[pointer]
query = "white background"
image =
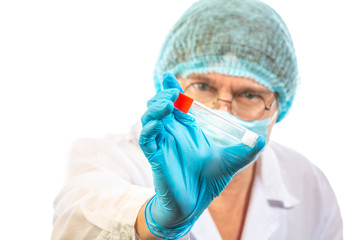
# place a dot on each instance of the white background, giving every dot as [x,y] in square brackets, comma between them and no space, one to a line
[84,68]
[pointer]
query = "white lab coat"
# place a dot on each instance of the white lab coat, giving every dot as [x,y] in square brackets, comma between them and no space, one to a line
[109,179]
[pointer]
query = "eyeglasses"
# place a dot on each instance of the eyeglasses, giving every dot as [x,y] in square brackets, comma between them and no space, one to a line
[247,104]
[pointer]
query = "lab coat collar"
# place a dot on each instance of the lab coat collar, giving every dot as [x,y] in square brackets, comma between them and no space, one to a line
[273,183]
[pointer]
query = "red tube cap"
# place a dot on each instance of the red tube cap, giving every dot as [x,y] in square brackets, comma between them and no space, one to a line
[183,103]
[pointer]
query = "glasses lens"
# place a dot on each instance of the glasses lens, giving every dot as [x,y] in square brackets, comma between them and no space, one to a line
[202,92]
[248,106]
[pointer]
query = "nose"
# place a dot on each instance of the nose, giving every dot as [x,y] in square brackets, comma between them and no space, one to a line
[223,105]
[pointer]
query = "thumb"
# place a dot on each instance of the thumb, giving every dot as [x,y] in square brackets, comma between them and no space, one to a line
[170,81]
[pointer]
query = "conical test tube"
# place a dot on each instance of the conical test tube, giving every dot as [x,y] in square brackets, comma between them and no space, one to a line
[207,116]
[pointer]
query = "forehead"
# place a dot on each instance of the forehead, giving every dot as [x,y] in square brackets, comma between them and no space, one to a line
[221,80]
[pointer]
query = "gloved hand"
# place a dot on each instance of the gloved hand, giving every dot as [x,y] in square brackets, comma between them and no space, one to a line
[189,171]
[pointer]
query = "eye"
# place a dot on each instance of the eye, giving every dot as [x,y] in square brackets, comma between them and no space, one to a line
[250,95]
[202,86]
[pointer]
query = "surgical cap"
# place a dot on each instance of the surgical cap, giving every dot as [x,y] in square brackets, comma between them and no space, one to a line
[244,38]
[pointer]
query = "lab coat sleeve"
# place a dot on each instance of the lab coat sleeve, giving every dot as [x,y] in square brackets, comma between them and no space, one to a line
[331,226]
[100,199]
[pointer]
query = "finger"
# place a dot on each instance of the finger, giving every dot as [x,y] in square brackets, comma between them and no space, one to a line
[183,117]
[170,81]
[157,111]
[147,140]
[170,94]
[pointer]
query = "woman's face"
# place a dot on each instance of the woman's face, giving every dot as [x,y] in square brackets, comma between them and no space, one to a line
[231,94]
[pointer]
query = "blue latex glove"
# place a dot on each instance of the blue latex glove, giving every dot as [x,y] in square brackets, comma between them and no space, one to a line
[189,171]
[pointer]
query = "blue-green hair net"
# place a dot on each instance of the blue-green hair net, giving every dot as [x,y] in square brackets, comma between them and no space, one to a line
[244,38]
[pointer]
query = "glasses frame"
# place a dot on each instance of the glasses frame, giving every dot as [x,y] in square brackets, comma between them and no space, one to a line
[266,108]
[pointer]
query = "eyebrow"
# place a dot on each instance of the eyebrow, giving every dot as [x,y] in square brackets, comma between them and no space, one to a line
[257,88]
[199,77]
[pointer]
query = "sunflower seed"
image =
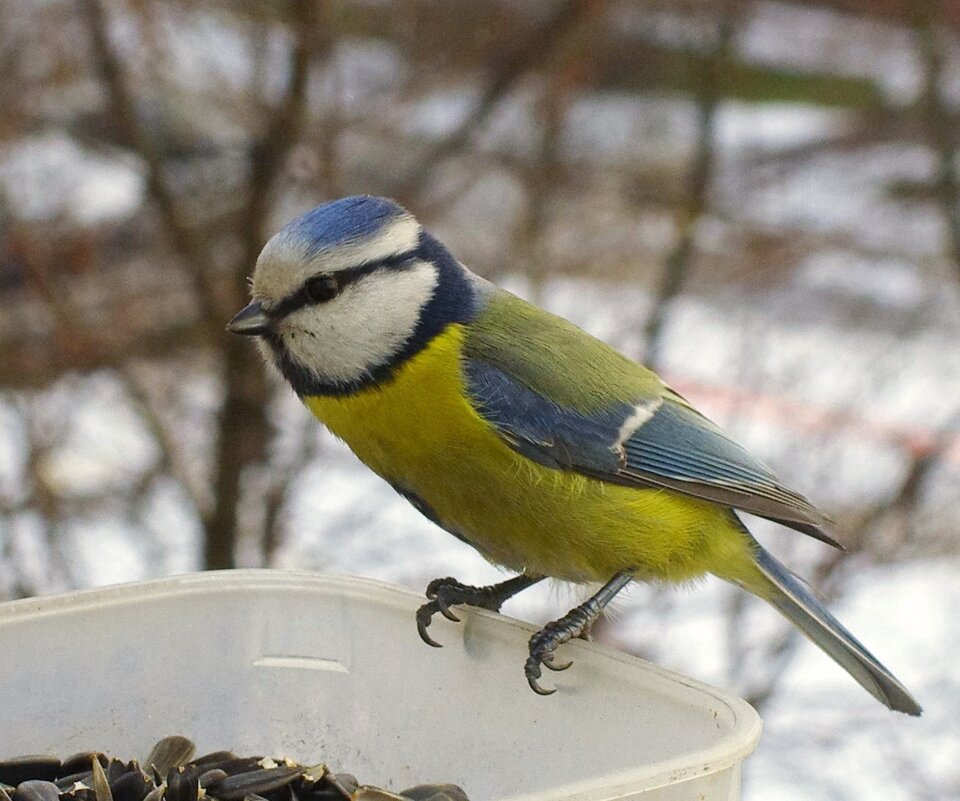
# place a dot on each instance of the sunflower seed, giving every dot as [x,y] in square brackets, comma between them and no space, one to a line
[36,790]
[170,752]
[254,782]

+ + + + +

Make an exact copy of all entries above, dropping the images.

- Full answer
[pointer]
query = "white background"
image =
# place a dot on each instance of the white background, giving every dot as [x,y] in square brackets, comma between them and no space, one to a line
[84,68]
[pointer]
query = "white lab coat"
# place a dot on each instance of the white lab coat, giving every dot as [x,y] in square brackets, comma between them and no space, one to a line
[109,179]
[pointer]
query = "eyeglasses"
# place a dot on each instance of the eyeglasses, giving every dot as [x,y] in square brackets, comma between them and no space, one to a line
[247,104]
[pointer]
query = "lab coat collar"
# place a dot on each instance of the lab coat collar, giving every dot as [x,y] in square brackets, comma between them and no space, one to a line
[273,183]
[pointer]
query = "red tube cap"
# place a dot on each instance of the red tube cap, giving every dot as [x,y] in square brackets, comma between them and no space, one to a line
[183,103]
[pointer]
query = "glasses lens"
# place a dot on each instance of the glasses lens, giving every dot as [x,y] in square brackets, comma between them and no space, one to a line
[202,92]
[248,106]
[pointer]
query = "nose"
# place a dot on each instance of the nose, giving every dot as [x,y] in square brackets, comma between them and no space, one to a line
[223,105]
[pointer]
query = "thumb"
# place a dot on each instance of the thumb, giving every dot as [x,y] in square brackets, comma between them and no space, one to a line
[170,81]
[pointer]
query = "conical test tube"
# place a dot on each instance of the conical test tube, giving every dot as [x,y] in square brackets, comma between them and no space, one to a line
[207,116]
[pointer]
query = "forehead"
# place a dot on each instance of the forehead, giving every dot as [x,y] in square brackets, comma between them and no space, one to a line
[221,80]
[pointer]
query = "gloved hand"
# place a dot on each instance of the gloved hand, giving every dot as [x,y] in square brackets, comma between them and no space, one to a line
[189,171]
[pointer]
query = "eye"
# place a dot on each instance of the eye, giving every dot as [x,y] in square brackets, comma between them and no space, one to a line
[250,95]
[202,86]
[pointer]
query = "surgical cap"
# place a dot on each instance of the surgical cap, giving every dot as [x,y] in square brackets, comma between them and no space, one to a line
[244,38]
[pointer]
query = "lab coat sleeve"
# place a dot on each instance of the lab coat sleeve, giving every dot as [x,y] in square brackets, comma between them and no space, one to a line
[331,226]
[100,199]
[pointer]
query = "finger"
# place a dot on each instance of the finger, giving every dot as [x,y] in square brackets, comma between them and no space, one to a line
[183,117]
[170,81]
[157,111]
[147,140]
[170,94]
[pointer]
query = "woman's face"
# place a dot on each instance of the woman's face, giving every dot as [x,y] in square brackets, comma between them and no space, one to a line
[231,94]
[pointer]
query = "blue latex glove"
# place a dot on each instance of the blue latex glove, giving every dot as [x,y] in square brackets, comma between them and no space, one to a line
[189,171]
[pointer]
query = "blue-green hair net"
# place a dot on each instance of the blue-green hair net, giving every dot as [x,y] in square brackets, comma between them and no space, one to a line
[244,38]
[pointer]
query = "glasses frame"
# place a dot on each instance of the glasses frame, giving every dot as [x,y] in square brackets, comma between them and no space, one to a line
[266,108]
[pointer]
query = "eyebrow"
# place a dot on each instance of the eyebrow, giving every dot as [x,y] in square brackets, comma between them and no space, one to a line
[257,88]
[199,77]
[pointer]
query = "sunflower seed"
image =
# place a dot on each instance of the sunflower seed, giving every dot as [x,y] in square brackets, comma between them and no space, one to a line
[36,790]
[170,752]
[254,782]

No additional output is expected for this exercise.